- _EXCERPT_:
Cohen, Carl. Naked Racial Preference: The Case Against Affirmative Action.
Boston: Madison Books, 1995: 106-7
The current flow of complaints about reverse discrimination in employment
contracts in itself provides substantial evidence that the bargaining process,
notwithstanding its general fairness, cannot be depended upon in this sphere.
"Voluntary" is an appealing word. But its use here suggests what
is not true-that those who were injured by the racial instruments devised
in the contract did themselves volunteer to carry the burden. Weber's sacrifice
cannot plausibly be called "voluntary." This defense of "voluntary"
racial instruments (even if unions were invariably sensitive to matters
of individual right) avoids the key question of legitimate authority. At
stake here are the rights of individuals to the most fundamental of democratic
conditions-equal treatment under the law-and, moreover, their rights to
that equal treatment as it bears upon the most suspect of all categorical
distinctions, race. Even legislators, it may be argued, however powerful
their assembly, honorable their election, and dutiful their conduct, may
not take from individual citizens certain fundamental rights. With the noblest
of intentions, it is not within their authority to pursue public policy
at the cost of compromising the individual citizen's right not to be discriminated
against because of race or religion. Philosophers will differ about the
grounds of legislative authority, but few will seriously deny that upon
such authority there must be some hard limits. Unequal treatment because
of race is as clear an example as there is of the violation of those limits.

- _RECORDS_:
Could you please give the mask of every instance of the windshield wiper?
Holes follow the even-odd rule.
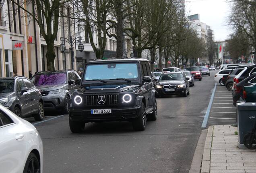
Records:
[[[105,80],[103,80],[101,79],[91,79],[89,80],[85,80],[85,81],[95,81],[95,80],[98,80],[99,81],[101,81],[102,82],[104,83],[107,83],[107,82],[106,82]]]
[[[126,78],[116,78],[115,79],[110,79],[109,80],[125,80],[126,81],[127,81],[129,82],[131,82],[130,80]]]

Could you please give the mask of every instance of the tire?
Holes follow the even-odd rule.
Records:
[[[21,111],[19,107],[15,107],[13,110],[13,113],[19,117],[21,117]]]
[[[222,78],[221,78],[221,79],[219,80],[219,83],[220,84],[221,86],[224,86],[225,85],[225,84],[223,83],[223,82],[222,81]]]
[[[44,110],[43,103],[39,102],[38,104],[38,113],[35,115],[34,118],[35,121],[42,121],[44,118]]]
[[[73,121],[69,119],[69,128],[72,133],[83,132],[85,130],[85,123],[81,121]]]
[[[251,133],[246,133],[244,137],[244,144],[248,149],[256,149],[256,139],[254,134],[253,135],[253,139],[250,139],[251,137]],[[254,145],[253,145],[254,144]]]
[[[153,111],[152,113],[147,116],[147,119],[149,121],[156,121],[157,118],[157,101],[155,101],[155,104],[153,107]]]
[[[229,91],[232,91],[232,88],[233,87],[233,83],[229,82],[227,84],[227,89]]]
[[[64,114],[68,114],[69,113],[69,108],[68,108],[68,100],[69,97],[66,95],[64,99],[64,107],[63,107],[63,113]]]
[[[38,158],[35,154],[31,153],[26,161],[23,173],[39,173],[40,169]]]
[[[183,94],[183,96],[184,97],[186,97],[188,96],[188,92],[187,91],[187,90],[186,90],[184,94]]]
[[[132,121],[132,127],[134,130],[136,131],[142,131],[146,129],[147,116],[145,112],[144,103],[141,104],[140,115],[138,117]]]

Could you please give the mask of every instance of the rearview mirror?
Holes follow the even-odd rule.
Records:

- _EXERCISES TO COMPLETE_:
a: Answer these about the affirmative action excerpt:
(i) Which publisher issued the book, and in what city?
(ii) Whose sacrifice does the excerpt say cannot plausibly be called "voluntary"?
(iii) What does the excerpt call "the most suspect of all categorical distinctions"?
b: The affirmative action excerpt concedes some qualities of legislators while still holding that they may not take certain fundamental rights from citizens. Which qualities are these?
The records come from a separate source unrelated to the affirmative action excerpt.

- _RESULTS IN ORDER_:
a:
(i) Madison Books, in Boston.
(ii) Weber's.
(iii) Race.

b:
- A powerful assembly
- An honorable election
- Dutiful conduct